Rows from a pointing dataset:
%%
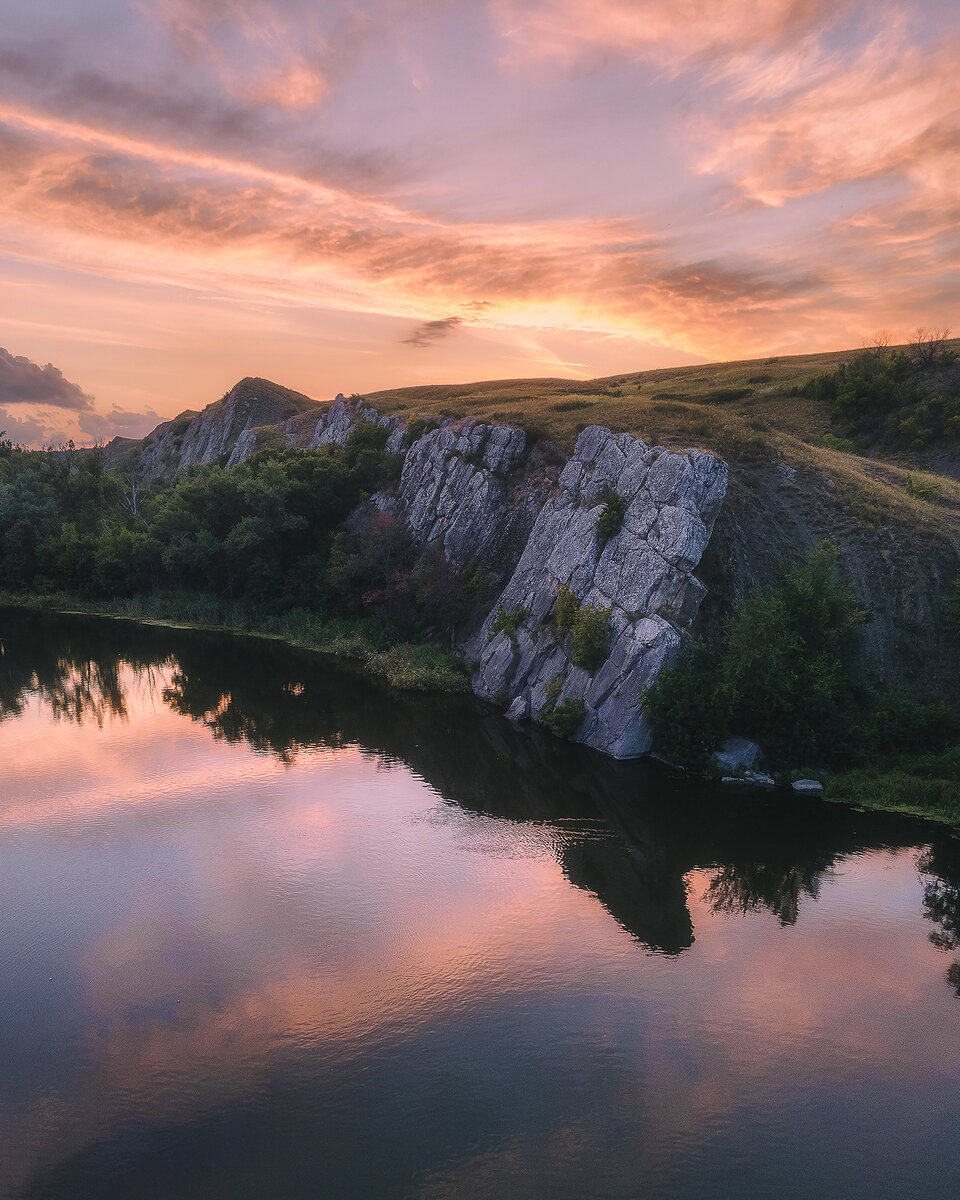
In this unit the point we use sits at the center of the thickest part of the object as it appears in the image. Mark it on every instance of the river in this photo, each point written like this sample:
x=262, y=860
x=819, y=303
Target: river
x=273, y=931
%%
%%
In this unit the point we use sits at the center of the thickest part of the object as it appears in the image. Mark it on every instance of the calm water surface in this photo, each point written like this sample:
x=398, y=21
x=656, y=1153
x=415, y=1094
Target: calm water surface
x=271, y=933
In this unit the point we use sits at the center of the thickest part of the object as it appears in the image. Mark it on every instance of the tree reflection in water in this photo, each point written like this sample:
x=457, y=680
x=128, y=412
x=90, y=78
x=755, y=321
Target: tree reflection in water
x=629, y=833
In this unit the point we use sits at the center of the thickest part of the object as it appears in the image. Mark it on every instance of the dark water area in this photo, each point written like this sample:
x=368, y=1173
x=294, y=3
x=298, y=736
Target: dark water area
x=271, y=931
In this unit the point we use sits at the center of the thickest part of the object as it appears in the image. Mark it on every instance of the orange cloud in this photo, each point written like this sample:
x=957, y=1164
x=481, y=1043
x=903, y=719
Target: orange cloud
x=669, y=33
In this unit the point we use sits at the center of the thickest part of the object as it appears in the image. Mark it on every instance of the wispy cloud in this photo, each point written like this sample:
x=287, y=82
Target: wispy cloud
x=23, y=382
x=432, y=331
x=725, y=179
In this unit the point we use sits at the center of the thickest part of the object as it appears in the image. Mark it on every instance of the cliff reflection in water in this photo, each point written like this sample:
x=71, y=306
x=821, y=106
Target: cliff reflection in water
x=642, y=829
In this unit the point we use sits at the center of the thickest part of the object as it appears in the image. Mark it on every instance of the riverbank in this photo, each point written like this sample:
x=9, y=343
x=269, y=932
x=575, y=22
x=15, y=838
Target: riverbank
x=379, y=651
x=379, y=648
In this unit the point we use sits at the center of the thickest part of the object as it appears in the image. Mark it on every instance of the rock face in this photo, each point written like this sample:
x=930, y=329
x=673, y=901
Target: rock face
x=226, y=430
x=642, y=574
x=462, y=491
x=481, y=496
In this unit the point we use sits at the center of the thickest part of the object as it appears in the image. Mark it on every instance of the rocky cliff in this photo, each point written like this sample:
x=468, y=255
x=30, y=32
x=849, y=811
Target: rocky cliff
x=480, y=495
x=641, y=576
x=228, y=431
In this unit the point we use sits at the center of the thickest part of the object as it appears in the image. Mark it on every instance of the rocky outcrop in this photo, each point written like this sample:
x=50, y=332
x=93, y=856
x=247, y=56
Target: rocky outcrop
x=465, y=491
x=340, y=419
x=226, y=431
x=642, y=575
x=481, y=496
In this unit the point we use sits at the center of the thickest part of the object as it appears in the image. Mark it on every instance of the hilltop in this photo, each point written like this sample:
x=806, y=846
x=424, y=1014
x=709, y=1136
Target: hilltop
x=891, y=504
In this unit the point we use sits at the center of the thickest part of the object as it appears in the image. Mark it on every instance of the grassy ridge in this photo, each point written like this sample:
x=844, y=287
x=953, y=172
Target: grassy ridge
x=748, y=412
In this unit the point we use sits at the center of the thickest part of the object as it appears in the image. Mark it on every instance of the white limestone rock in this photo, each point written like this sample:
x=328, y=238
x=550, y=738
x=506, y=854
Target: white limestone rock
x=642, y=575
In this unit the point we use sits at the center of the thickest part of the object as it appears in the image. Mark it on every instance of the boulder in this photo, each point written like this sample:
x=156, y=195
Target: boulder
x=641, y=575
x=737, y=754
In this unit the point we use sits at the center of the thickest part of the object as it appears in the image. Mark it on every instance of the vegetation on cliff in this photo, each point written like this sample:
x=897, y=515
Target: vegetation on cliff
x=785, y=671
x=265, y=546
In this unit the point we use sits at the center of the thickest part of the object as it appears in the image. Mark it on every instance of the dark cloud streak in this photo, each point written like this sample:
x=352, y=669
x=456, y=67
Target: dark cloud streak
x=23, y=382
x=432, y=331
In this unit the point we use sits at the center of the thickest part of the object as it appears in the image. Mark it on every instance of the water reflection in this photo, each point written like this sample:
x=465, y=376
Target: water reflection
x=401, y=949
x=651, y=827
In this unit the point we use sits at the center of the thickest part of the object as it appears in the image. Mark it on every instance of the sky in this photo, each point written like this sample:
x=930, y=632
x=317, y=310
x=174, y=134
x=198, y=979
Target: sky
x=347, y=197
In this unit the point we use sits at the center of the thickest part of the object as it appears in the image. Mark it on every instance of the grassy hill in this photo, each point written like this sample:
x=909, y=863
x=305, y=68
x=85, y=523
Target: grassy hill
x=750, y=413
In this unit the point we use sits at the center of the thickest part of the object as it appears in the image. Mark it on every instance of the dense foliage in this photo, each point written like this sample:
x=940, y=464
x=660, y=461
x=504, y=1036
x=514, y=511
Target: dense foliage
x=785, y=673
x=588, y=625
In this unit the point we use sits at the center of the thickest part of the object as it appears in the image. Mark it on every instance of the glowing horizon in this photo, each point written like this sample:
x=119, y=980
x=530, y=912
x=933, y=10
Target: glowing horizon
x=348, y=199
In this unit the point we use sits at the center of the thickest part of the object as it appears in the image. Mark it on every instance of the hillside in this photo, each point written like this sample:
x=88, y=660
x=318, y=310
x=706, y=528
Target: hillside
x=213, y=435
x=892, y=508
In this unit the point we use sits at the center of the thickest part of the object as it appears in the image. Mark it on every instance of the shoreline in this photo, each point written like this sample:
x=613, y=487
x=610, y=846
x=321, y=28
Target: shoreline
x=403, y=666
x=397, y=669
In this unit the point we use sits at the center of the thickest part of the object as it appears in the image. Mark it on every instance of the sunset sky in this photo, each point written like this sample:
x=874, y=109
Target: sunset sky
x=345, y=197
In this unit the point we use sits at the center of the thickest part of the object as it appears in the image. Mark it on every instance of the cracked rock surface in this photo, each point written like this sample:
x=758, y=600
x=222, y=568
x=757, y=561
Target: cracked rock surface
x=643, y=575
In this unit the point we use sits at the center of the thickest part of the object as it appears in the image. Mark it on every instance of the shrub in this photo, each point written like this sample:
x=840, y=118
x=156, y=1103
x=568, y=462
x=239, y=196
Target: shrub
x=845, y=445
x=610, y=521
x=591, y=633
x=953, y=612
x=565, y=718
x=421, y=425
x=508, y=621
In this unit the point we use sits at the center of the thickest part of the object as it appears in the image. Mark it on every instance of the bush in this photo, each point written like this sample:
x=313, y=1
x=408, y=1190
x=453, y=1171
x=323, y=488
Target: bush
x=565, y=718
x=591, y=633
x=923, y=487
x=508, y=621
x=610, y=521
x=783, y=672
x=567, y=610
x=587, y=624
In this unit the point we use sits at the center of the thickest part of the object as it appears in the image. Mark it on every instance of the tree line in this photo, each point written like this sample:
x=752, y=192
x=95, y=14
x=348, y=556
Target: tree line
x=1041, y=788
%%
%%
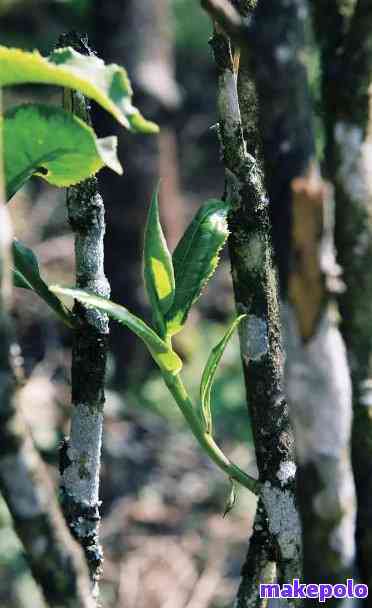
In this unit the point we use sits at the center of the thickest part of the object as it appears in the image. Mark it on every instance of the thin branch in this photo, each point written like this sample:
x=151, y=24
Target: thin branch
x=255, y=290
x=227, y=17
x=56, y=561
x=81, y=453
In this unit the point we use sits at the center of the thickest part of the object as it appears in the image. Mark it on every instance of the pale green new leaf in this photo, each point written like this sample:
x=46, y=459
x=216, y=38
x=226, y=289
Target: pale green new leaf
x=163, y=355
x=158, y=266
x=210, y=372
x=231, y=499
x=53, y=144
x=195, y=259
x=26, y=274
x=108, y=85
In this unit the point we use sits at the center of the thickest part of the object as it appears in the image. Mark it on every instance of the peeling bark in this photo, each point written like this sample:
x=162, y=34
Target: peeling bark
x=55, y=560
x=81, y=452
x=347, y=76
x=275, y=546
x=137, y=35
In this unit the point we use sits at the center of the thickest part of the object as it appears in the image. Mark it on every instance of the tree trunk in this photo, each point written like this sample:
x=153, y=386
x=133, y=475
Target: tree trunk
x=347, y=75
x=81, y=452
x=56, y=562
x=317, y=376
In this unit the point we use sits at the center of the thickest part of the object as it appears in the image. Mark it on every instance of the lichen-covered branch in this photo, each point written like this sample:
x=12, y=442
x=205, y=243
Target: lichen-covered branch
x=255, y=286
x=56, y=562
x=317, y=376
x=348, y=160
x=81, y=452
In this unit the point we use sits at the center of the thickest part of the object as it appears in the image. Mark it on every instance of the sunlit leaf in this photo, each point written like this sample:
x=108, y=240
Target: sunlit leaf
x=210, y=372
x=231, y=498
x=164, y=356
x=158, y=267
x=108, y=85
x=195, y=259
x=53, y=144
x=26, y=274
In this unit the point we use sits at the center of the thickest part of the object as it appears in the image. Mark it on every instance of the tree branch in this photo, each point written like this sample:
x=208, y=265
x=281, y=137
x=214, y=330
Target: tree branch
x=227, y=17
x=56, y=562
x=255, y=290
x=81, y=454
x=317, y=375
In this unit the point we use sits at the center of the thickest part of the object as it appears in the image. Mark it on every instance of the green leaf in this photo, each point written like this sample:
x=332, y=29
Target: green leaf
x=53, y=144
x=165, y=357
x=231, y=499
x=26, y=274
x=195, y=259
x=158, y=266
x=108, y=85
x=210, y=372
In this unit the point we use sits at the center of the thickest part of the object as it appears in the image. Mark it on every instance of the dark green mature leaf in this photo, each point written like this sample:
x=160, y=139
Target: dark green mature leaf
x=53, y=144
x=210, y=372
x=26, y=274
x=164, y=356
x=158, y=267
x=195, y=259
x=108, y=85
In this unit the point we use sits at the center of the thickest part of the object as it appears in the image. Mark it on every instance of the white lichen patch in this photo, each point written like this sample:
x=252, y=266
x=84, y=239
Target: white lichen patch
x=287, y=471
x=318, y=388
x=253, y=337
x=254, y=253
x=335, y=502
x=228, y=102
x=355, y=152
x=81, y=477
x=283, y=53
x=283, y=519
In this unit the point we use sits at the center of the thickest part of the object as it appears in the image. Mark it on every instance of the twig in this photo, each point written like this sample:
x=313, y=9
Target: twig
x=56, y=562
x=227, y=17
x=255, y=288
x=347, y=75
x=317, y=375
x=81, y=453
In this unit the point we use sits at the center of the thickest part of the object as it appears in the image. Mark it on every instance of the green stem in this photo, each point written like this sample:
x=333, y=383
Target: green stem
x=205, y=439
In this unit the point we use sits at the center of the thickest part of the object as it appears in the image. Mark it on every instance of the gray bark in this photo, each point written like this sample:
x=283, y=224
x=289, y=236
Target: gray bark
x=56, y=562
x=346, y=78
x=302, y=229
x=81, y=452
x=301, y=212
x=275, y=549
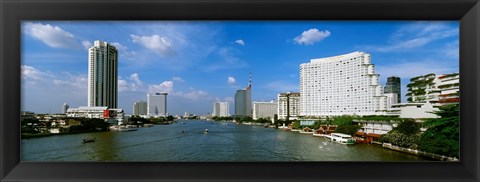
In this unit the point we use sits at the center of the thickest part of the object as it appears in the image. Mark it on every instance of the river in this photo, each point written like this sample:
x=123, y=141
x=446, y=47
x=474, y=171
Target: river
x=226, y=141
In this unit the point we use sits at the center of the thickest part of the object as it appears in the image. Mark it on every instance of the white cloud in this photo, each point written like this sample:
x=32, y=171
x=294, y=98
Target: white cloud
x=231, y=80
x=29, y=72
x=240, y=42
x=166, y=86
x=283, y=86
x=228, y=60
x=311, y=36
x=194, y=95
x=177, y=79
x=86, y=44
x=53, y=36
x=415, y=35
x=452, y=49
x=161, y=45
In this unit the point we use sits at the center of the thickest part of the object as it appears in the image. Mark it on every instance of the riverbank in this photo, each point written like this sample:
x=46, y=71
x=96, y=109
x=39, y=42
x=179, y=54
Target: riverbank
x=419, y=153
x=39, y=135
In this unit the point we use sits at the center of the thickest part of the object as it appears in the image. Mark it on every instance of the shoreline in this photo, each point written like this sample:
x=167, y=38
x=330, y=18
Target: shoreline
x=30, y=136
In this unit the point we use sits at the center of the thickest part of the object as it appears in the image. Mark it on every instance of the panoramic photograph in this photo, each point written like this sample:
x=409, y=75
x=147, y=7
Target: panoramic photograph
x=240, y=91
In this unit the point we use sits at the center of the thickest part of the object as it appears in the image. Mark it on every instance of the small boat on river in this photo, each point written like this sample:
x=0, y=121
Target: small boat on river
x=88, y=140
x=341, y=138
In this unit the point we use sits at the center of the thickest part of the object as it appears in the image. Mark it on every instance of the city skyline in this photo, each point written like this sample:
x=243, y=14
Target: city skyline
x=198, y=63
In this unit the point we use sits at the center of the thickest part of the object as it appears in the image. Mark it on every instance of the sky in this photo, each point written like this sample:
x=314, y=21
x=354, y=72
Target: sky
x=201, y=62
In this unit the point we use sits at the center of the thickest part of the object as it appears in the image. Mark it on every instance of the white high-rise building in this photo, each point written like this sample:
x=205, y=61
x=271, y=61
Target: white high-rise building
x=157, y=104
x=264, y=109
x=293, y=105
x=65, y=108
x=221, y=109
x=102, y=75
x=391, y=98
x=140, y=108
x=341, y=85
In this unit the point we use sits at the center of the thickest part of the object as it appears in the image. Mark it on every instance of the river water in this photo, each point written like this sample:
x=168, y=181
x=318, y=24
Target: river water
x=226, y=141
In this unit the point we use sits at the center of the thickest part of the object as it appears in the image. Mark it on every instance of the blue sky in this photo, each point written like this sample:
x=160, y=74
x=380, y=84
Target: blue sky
%%
WRITTEN TASK
Reproduce the rows starting at the line that contains "of the boulder" and ending at the line that contains "x=347, y=197", substituting "occurrence" for "instance" and keeping all else as it is.

WRITTEN ANSWER
In this unit the point we use sits at the center of the thickest part of the object as it appears in the image. Mark it on every occurrence of the boulder in this photo, each point written like this sample:
x=156, y=195
Target: boulder
x=641, y=575
x=737, y=754
In this unit the point we use sits at the center of the thickest part of the object as it appears in the image. Mark it on every occurrence of the vegetation on cliff in this photo, each point written like this sample:
x=897, y=515
Target: vegetation on cliff
x=785, y=671
x=265, y=546
In this unit the point we use sits at the center of the thickest part of the object as it appears in the image. Mark it on every occurrence of the dark cloud streak in this photo, each point written like this sample:
x=352, y=669
x=456, y=67
Target: dark cloud streak
x=23, y=382
x=432, y=331
In this unit the point we use sits at the center of the thickest part of the object as it appears in the image. Mark it on every occurrence of the water reflection in this photo, each point written like this sample:
x=465, y=376
Target: water reflection
x=401, y=949
x=651, y=827
In this unit the point we use sits at the center of the thickest part of the object as it appears in the image. Mark it on every occurrence of the sky in this photo, each point written like this sample:
x=930, y=632
x=317, y=310
x=174, y=134
x=198, y=979
Target: sky
x=347, y=197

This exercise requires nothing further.